- [SCHRIFTLICHE AUFGABE 1]: Schreibe den Abschnitt der Einträge, der mit der Zeile beginnt, die „Where can you spot the white lane“ enthält, und bis zum Ende der Einträge reicht, als JSON-Liste von Strings um. Beide Enden gehören dazu, jede Zeile wird ein String, und Leerzeilen entfallen.

Titelthema

April 2014

Heimkinder in der Diakonie

»Du bist und bleibst im Regen« – so lautet der Titel des neuen Heim­kinder­buches, das die Zieglerschen in Kürze heraus­geben und das wir hier in Aus­zügen vorstellen. Es handelt von der Heim­erziehung in der Diakonie in den 1950er bis 1970er Jahren in Ober­schwaben. Als Träger beziehungs­weise als Nachfolge­träger stellen sich die Zieglerschen der Vergangen­heit und den aufwühlenden Lebensgeschichten junger Menschen, die in dieser Zeit in Wilhelmsdorf, Altshausen, in Berg bei Ravensburg und in Eglofstal betreut wurden.

Text: Petra Hennicke

Am Anfang waren Gespräche. Immer mehr ehe­ma­lige Heim­kin­der mel­de­ten sich bei den Zieg­ler­schen. Sie woll­ten Akten­ein­sicht, sie woll­ten reden, den Ort noch ein­mal sehen, der sie so geprägt hatte. Man­che woll­ten mit ihrer Akte allein sein, andere baten: »Bitte blei­ben Sie da. Ich habe Angst, dass mich die Ver­gan­gen­heit überwältigt.« Viele der Gespräche waren lang und inten­siv. So ent­stand allmählich Ver­trauen.

- [BEREITGESTELLTE EINTRÄGE]:
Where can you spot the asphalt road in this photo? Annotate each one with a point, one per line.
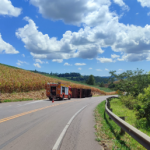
(36, 125)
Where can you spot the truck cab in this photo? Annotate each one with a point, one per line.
(58, 91)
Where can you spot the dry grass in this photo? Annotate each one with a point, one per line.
(18, 80)
(35, 95)
(32, 95)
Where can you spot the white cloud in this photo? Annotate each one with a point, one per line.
(80, 64)
(80, 11)
(148, 14)
(57, 60)
(105, 60)
(37, 65)
(121, 3)
(144, 3)
(132, 57)
(19, 63)
(6, 47)
(39, 61)
(98, 70)
(6, 8)
(67, 64)
(87, 43)
(114, 56)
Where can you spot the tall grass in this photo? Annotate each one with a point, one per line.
(19, 80)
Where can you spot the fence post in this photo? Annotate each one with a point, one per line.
(122, 131)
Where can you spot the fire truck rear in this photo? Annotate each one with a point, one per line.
(58, 91)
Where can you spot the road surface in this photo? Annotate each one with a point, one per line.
(37, 125)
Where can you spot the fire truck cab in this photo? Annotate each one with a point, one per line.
(58, 91)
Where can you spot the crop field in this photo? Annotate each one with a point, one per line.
(19, 80)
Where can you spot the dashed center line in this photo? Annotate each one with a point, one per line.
(28, 112)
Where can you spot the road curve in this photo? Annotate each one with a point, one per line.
(36, 125)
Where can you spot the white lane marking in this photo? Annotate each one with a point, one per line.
(59, 140)
(31, 103)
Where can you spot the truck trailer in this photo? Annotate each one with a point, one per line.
(58, 91)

- [SCHRIFTLICHE AUFGABE 2]: Nenne alle Orte, an denen laut dem Text über Heimkinder in der Diakonie junge Menschen betreut wurden.

- [LÖSUNG 1]:
[
  "Where can you spot the white lane marking in this photo? Annotate each one with a point, one per line.",
  "(59, 140)",
  "(31, 103)",
  "Where can you spot the truck trailer in this photo? Annotate each one with a point, one per line.",
  "(58, 91)"
]

- [LÖSUNG 2]:
- Wilhelmsdorf
- Altshausen
- Berg bei Ravensburg
- Eglofstal